Records excerpted from a collection:
——————————
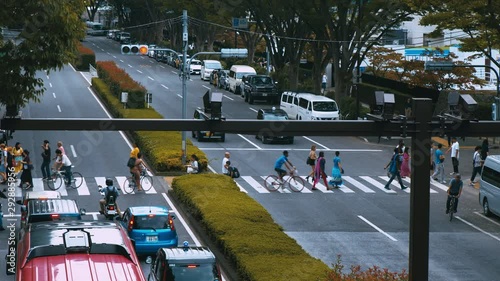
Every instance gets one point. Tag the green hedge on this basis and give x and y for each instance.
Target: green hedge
(244, 231)
(163, 149)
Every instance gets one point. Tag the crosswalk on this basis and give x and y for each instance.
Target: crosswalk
(88, 187)
(351, 184)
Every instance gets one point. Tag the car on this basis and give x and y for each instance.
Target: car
(272, 114)
(200, 114)
(150, 227)
(184, 264)
(260, 87)
(74, 251)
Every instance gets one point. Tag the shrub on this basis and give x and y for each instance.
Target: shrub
(85, 57)
(119, 81)
(162, 148)
(244, 231)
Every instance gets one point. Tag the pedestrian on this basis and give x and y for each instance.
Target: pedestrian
(311, 161)
(336, 180)
(17, 152)
(477, 164)
(45, 160)
(455, 152)
(395, 168)
(405, 166)
(485, 149)
(26, 177)
(319, 171)
(324, 79)
(439, 164)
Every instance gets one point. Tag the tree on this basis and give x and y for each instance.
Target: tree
(478, 19)
(48, 40)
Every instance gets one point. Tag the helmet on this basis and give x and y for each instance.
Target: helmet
(109, 182)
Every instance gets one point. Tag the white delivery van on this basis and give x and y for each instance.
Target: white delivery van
(308, 106)
(235, 74)
(489, 190)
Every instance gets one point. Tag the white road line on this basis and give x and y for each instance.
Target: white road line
(477, 228)
(315, 142)
(377, 228)
(486, 218)
(377, 184)
(357, 184)
(83, 189)
(181, 219)
(241, 136)
(73, 150)
(408, 180)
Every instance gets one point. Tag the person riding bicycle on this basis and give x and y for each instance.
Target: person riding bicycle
(109, 190)
(64, 163)
(454, 189)
(279, 163)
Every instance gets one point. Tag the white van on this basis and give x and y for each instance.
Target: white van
(308, 106)
(236, 73)
(489, 190)
(207, 66)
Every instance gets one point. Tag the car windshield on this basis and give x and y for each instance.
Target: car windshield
(148, 222)
(198, 272)
(324, 106)
(213, 65)
(240, 75)
(275, 117)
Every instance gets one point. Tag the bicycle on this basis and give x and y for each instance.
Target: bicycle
(58, 177)
(146, 181)
(294, 182)
(451, 206)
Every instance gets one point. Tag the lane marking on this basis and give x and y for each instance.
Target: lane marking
(377, 228)
(486, 218)
(181, 219)
(478, 228)
(73, 150)
(315, 142)
(241, 136)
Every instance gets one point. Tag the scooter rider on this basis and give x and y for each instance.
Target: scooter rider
(109, 191)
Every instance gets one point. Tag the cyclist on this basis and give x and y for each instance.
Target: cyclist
(454, 189)
(279, 163)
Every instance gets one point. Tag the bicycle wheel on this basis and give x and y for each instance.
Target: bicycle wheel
(296, 183)
(146, 182)
(55, 181)
(77, 179)
(128, 186)
(272, 183)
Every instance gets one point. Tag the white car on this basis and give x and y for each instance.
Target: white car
(195, 67)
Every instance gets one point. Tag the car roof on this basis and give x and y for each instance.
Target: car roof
(146, 210)
(189, 254)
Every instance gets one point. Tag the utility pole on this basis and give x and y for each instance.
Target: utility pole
(184, 78)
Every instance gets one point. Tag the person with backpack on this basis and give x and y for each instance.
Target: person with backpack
(109, 190)
(395, 168)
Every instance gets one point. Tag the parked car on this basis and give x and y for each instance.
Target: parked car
(272, 114)
(151, 227)
(184, 264)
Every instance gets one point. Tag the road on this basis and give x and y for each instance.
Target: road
(95, 154)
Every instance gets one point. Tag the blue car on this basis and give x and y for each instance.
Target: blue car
(150, 228)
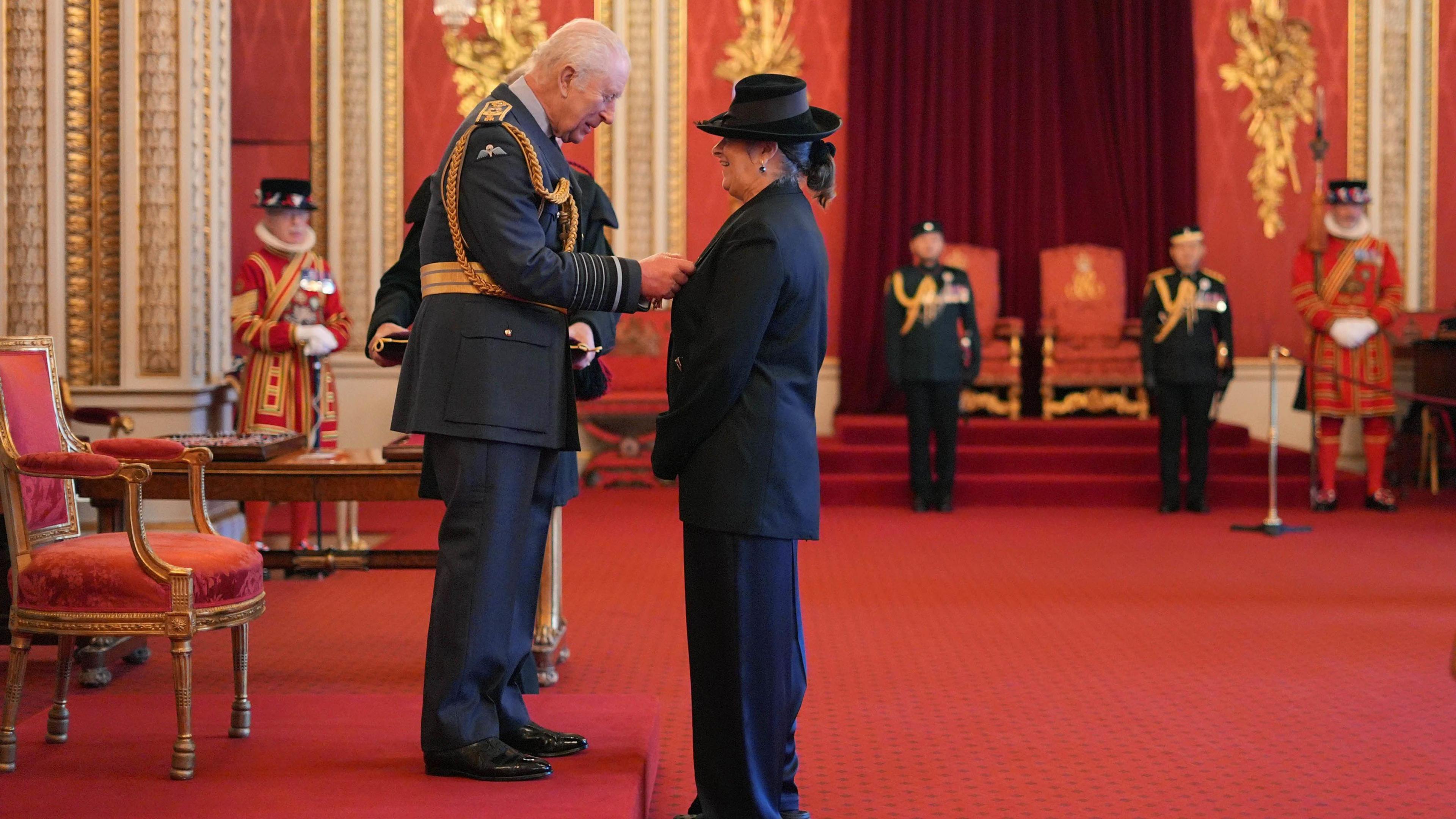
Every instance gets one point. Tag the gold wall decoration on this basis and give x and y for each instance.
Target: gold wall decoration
(351, 212)
(158, 311)
(1359, 88)
(92, 31)
(1276, 63)
(513, 30)
(765, 44)
(25, 167)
——————————
§ **Activity**
Quote every record above exactly, leaving out the pictures.

§ **Answer box**
Every instance gets one point. Tag the green hedge on this basis and give x and y for each instance.
Target: green hedge
(244, 231)
(163, 149)
Every instance gets one point. Tag the crosswalk on this basis and give x and y for each instance.
Target: crosswalk
(88, 187)
(351, 184)
Every instance gets one point. Tag the car on this basis and give x and y for each instance.
Target: car
(272, 114)
(200, 114)
(150, 227)
(184, 264)
(260, 87)
(74, 251)
Every instance gets one point. Tag the shrub on this basis and give x and y for each instance.
Target: shrub
(85, 57)
(119, 81)
(162, 148)
(244, 231)
Every instance gets one point. Tag the pedestrian on this basis and give x and y for each instance.
Target: pedestrian
(311, 161)
(336, 180)
(17, 152)
(477, 164)
(45, 160)
(455, 152)
(395, 168)
(405, 166)
(485, 149)
(26, 177)
(319, 171)
(324, 79)
(439, 164)
Every instance gets one point. Tag the tree on this basis and give x and y for each instance.
Target: tree
(478, 19)
(48, 40)
Every instance gets one point. Tag the helmet on this basis and give x and y for each instance.
Target: helmet
(109, 182)
Every instance gets one point. Tag the white delivery van on this basis and give x and y for each instance.
Target: white delivery van
(308, 106)
(235, 74)
(489, 190)
Every instance gets one point. Tag the white road line on this basis and give x and y for each instance.
Target: white road line
(477, 228)
(315, 142)
(377, 228)
(486, 218)
(377, 184)
(357, 184)
(83, 189)
(181, 219)
(241, 136)
(73, 150)
(408, 180)
Every instance gets one point. Tag the person riding bicycle on this basis and give x and y for each instance.
Target: person riding bicycle
(109, 190)
(64, 163)
(454, 189)
(279, 163)
Every instance gets one point. Tag the white van on this basis and give x and y for each instance.
Target: white van
(308, 106)
(236, 73)
(489, 190)
(207, 66)
Every instance gets one point. Tag the car windshield on this basis and give x and y for each instance.
Target: car windshield
(148, 222)
(198, 272)
(324, 106)
(213, 65)
(240, 75)
(275, 117)
Every instance gets one point. Tag the bicycle on this basis and give x and y for each instance.
Target: bicycle
(58, 177)
(146, 181)
(294, 182)
(451, 206)
Every instance gets one point. Tag the lane marking on this basis and give x and y for each instance.
Target: lane marking
(377, 228)
(486, 218)
(181, 219)
(478, 228)
(73, 150)
(315, 142)
(241, 136)
Every instance gets one point. Tag the scooter rider on this basis and give x and y for each instance.
Target: scooter rider
(109, 191)
Every instance gets one point. Tag the cyclist on this basis and give x and y for each instance.
Target: cyclist
(454, 189)
(279, 163)
Every instance gets one point. Tag the bicycle wheel on this basis and give x and y for each instance.
Target: bicycle wheel
(296, 183)
(146, 182)
(55, 181)
(77, 179)
(128, 186)
(272, 183)
Every instance gets one point. Tag the white car on this basis and give x and y for each instance.
Target: white car
(195, 67)
Every instance gets one point. Tag the car roof on this basis and give x and y for each instance.
Target: car roof
(146, 210)
(189, 254)
Every instance gets one point. Tag the utility pole on this basis and give x and y for each instance.
Target: utility pole
(184, 78)
Every instance gets one point. Tag the person with backpack on this basis and give x and y for each instance.
Target: person with backpack
(109, 190)
(395, 168)
Every instance gets one point. Tag the parked car on this basis and give x and y for each instance.
Target: parked car
(272, 114)
(151, 227)
(184, 264)
Every instance gets one point. Tag the road on this basis and give x and y for each instance.
Target: road
(95, 154)
Every instance gets one point. Tag the blue car on this basis and give x and y for each instance.
Target: blue car
(150, 228)
Every instance gets one point. Tag the gold wall decoration on this basis and give x and y for each instance.
Target: gold wall decoration
(351, 212)
(158, 311)
(1359, 88)
(92, 31)
(1276, 63)
(513, 30)
(765, 44)
(25, 167)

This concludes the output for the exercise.